* _Assigned task_
Output range, inclusive: from the line containing "Category: basenji dog" to the line containing "Category: dog's hind leg". Restate those lines from the data below word for word and only those.

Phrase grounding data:
•••
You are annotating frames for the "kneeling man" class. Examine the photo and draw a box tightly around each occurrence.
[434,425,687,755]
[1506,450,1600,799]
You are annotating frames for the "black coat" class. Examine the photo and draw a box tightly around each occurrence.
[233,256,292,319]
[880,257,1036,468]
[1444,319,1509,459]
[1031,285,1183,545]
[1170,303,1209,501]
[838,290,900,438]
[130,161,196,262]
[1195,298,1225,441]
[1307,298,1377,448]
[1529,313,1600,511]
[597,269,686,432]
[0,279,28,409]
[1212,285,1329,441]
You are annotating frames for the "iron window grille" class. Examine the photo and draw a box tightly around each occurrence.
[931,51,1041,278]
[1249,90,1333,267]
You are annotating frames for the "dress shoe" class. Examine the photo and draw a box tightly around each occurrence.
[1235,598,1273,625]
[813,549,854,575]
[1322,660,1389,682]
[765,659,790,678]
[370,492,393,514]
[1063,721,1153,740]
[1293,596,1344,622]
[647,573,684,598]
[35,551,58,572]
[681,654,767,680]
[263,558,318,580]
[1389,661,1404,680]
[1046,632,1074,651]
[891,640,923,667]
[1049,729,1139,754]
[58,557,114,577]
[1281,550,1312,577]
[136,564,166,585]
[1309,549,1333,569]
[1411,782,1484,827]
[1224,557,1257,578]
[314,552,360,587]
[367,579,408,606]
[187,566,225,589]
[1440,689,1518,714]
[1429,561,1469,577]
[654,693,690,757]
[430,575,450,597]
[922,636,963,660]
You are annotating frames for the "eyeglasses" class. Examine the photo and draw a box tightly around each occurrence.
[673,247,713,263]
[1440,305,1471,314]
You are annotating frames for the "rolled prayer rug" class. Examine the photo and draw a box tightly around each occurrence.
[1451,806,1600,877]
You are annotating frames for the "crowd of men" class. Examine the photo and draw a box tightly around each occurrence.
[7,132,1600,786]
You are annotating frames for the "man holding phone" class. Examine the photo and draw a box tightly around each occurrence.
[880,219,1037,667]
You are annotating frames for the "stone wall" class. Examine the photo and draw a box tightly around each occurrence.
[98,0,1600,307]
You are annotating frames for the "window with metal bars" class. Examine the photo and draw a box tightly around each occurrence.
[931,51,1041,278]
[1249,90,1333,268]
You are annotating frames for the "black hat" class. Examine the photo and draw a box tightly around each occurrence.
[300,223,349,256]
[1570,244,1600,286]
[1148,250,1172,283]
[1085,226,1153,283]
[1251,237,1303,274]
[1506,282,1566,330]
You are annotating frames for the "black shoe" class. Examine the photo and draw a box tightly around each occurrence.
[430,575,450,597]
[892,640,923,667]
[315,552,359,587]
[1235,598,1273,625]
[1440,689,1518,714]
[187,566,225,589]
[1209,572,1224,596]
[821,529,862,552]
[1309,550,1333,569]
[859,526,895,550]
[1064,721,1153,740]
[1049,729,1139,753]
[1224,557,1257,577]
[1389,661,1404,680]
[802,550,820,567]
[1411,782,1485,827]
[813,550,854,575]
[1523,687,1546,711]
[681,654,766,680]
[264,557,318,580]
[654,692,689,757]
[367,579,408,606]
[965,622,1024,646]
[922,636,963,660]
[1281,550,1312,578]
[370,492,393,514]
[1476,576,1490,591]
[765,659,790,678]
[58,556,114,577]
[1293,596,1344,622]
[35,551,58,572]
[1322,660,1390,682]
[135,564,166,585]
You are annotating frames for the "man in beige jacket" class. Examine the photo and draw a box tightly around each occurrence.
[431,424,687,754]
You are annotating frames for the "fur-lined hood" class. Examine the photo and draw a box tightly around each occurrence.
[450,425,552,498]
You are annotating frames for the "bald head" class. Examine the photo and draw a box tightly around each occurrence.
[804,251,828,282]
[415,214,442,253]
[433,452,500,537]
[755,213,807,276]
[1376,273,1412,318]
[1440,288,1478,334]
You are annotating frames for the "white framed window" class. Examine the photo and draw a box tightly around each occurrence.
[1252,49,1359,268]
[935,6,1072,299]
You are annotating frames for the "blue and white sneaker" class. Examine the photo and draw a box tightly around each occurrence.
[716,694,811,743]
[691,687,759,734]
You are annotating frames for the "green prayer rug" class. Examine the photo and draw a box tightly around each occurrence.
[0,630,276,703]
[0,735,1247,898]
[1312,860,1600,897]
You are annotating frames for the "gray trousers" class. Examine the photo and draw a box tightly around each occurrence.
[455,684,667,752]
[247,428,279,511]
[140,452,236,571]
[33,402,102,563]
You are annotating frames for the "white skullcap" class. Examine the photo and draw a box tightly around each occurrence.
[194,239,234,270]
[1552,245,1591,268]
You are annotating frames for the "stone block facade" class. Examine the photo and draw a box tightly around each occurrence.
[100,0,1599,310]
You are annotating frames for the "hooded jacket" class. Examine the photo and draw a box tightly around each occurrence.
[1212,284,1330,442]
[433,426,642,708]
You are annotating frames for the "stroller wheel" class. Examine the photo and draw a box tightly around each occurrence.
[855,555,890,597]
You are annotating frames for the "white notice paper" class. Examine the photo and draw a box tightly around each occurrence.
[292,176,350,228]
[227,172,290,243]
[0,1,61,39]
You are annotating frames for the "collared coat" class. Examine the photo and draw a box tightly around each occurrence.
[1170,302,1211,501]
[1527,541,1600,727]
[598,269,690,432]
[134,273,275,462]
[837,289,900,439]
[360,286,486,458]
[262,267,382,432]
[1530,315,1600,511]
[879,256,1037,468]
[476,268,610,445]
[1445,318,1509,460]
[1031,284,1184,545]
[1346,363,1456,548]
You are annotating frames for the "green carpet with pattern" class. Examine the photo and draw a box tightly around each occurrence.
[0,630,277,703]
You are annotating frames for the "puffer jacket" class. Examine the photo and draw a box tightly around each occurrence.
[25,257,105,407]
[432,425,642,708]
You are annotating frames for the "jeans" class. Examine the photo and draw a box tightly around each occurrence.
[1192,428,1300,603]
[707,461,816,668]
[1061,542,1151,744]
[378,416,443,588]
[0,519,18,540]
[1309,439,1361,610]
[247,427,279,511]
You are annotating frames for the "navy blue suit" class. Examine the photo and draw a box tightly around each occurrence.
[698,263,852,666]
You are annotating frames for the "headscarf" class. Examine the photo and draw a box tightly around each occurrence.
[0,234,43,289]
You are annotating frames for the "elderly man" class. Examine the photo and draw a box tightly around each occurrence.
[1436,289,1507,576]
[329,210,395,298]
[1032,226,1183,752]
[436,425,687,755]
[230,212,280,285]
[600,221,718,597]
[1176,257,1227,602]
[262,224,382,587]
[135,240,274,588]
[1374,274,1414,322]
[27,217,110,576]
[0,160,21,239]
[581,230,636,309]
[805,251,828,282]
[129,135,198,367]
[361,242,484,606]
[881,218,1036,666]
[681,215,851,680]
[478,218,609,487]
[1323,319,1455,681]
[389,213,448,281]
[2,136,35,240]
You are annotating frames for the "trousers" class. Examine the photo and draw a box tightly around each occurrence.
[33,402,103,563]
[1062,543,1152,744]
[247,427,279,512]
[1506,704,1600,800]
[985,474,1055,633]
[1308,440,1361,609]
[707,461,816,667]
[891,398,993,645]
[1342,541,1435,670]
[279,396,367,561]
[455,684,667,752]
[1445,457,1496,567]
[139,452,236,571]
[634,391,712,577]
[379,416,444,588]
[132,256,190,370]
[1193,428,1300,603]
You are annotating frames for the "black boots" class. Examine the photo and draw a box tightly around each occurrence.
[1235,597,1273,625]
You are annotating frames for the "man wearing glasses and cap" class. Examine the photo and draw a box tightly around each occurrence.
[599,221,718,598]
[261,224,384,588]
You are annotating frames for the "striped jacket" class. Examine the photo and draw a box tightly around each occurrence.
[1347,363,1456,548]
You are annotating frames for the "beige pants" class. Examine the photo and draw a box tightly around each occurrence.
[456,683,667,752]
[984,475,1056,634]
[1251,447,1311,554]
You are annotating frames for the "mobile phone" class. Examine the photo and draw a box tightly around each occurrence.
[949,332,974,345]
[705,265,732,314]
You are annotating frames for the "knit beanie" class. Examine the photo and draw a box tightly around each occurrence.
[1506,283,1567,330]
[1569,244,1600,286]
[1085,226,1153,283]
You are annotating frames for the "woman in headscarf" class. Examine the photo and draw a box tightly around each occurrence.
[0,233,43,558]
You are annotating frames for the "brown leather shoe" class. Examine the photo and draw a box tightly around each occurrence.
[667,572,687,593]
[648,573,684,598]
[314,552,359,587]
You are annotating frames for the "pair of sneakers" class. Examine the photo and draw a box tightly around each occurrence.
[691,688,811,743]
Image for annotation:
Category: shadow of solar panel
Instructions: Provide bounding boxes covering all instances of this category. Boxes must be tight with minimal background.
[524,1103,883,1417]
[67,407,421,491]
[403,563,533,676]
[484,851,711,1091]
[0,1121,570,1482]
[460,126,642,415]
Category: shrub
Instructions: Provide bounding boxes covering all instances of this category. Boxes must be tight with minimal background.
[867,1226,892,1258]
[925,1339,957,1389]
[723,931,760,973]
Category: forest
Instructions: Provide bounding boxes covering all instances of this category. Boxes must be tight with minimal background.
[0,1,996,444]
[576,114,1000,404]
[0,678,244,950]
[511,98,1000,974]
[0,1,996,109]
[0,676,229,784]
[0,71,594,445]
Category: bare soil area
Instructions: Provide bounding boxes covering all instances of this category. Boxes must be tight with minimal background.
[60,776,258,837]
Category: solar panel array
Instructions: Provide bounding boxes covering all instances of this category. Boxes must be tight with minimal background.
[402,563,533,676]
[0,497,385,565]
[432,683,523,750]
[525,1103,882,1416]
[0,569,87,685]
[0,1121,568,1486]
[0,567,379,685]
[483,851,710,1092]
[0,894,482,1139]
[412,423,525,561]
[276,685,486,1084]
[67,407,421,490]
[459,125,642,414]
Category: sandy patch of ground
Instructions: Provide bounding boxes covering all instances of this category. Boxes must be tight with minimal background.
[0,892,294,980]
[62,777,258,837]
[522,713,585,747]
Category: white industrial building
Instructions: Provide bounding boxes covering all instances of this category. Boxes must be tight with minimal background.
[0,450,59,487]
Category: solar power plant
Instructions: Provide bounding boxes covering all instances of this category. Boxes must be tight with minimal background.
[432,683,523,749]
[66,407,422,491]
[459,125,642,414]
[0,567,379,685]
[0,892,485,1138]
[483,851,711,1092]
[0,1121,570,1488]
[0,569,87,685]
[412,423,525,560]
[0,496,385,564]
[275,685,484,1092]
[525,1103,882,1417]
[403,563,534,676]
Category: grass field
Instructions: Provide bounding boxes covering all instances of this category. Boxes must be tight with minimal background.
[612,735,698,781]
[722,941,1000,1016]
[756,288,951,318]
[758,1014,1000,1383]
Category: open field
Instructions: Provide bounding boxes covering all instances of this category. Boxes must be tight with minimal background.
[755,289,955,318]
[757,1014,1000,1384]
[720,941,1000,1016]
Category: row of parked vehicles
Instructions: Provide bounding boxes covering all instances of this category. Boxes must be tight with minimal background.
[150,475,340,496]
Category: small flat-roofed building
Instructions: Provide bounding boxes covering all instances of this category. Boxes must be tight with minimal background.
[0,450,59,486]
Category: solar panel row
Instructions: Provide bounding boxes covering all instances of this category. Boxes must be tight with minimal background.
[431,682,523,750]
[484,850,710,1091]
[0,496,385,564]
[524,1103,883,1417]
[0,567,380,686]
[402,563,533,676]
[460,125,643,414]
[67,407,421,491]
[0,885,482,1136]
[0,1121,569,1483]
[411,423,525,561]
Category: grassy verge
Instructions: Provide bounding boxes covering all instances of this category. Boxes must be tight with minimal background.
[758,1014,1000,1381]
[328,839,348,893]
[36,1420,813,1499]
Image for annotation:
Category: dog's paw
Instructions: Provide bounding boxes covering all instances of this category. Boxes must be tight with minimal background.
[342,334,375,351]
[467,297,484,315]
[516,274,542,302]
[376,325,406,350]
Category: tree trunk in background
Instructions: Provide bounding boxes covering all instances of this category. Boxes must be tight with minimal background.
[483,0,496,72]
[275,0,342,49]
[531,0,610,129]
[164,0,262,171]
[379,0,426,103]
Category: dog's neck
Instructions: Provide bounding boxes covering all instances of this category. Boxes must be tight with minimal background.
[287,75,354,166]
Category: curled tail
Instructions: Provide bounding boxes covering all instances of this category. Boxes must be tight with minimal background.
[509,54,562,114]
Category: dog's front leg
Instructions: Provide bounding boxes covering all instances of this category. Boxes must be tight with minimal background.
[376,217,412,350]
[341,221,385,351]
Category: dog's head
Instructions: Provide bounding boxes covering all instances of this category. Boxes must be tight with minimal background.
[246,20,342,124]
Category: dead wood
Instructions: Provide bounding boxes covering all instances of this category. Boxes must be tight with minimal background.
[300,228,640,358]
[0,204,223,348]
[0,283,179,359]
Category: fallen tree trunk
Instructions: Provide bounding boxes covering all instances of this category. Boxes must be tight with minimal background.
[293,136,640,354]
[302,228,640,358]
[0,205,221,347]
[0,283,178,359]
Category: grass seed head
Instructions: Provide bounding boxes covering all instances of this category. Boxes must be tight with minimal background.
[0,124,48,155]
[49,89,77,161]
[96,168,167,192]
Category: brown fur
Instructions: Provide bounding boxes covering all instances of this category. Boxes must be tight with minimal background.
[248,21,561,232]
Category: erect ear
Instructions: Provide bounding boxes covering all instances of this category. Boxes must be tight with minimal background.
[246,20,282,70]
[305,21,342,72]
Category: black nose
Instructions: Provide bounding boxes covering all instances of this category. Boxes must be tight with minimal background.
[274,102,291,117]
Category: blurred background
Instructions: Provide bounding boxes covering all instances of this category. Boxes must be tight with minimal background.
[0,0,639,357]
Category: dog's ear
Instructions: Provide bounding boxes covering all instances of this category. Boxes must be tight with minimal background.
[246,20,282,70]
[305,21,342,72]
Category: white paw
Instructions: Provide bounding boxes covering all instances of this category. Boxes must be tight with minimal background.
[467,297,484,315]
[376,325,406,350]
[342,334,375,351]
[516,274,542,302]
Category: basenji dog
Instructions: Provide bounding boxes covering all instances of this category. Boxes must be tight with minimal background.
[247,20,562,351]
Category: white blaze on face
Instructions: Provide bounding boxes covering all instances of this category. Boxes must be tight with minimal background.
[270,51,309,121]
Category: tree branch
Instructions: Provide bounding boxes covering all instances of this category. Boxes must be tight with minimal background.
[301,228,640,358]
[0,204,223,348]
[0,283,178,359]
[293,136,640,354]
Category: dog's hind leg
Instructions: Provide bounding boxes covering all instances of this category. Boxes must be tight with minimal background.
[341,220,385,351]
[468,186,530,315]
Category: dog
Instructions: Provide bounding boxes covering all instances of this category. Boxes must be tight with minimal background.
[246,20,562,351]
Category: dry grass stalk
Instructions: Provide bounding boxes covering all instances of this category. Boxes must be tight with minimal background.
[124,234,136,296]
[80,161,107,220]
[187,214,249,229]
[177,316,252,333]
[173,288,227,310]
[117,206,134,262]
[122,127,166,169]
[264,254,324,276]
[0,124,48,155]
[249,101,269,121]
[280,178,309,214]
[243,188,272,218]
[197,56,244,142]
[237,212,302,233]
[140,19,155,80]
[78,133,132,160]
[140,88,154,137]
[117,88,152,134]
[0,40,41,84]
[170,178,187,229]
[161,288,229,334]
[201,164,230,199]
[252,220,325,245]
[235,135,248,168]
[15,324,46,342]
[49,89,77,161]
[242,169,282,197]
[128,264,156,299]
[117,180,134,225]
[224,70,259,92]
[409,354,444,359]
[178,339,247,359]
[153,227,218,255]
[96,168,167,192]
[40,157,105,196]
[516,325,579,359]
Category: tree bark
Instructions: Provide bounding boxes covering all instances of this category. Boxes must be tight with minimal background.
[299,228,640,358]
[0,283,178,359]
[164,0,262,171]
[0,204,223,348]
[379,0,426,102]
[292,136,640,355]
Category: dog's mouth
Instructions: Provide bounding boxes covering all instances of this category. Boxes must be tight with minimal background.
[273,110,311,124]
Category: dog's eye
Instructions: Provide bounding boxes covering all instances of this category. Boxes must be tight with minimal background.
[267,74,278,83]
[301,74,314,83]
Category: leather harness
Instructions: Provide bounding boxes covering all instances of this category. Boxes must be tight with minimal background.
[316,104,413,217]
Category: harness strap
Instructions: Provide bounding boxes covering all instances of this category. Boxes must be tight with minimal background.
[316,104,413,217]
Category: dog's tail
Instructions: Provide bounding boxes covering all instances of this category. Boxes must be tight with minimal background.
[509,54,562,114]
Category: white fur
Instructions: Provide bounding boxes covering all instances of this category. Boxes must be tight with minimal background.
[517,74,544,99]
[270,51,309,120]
•••
* _Task result_
Category: basenji dog
Instructions: Provide bounding boxes covering all instances of this category. Boxes must be tight with minimal background.
[247,20,562,351]
Category: white blaze on face
Instructions: Provide bounding boxes covering all instances of this category. Boxes must be tight with minimal background.
[270,51,309,121]
Category: tree branch
Instructions: Provide bounding boxes covering all instances of this category. Boxes must be tight with minimal background.
[301,228,640,358]
[0,204,223,348]
[0,283,178,359]
[293,136,640,354]
Category: dog's hind leg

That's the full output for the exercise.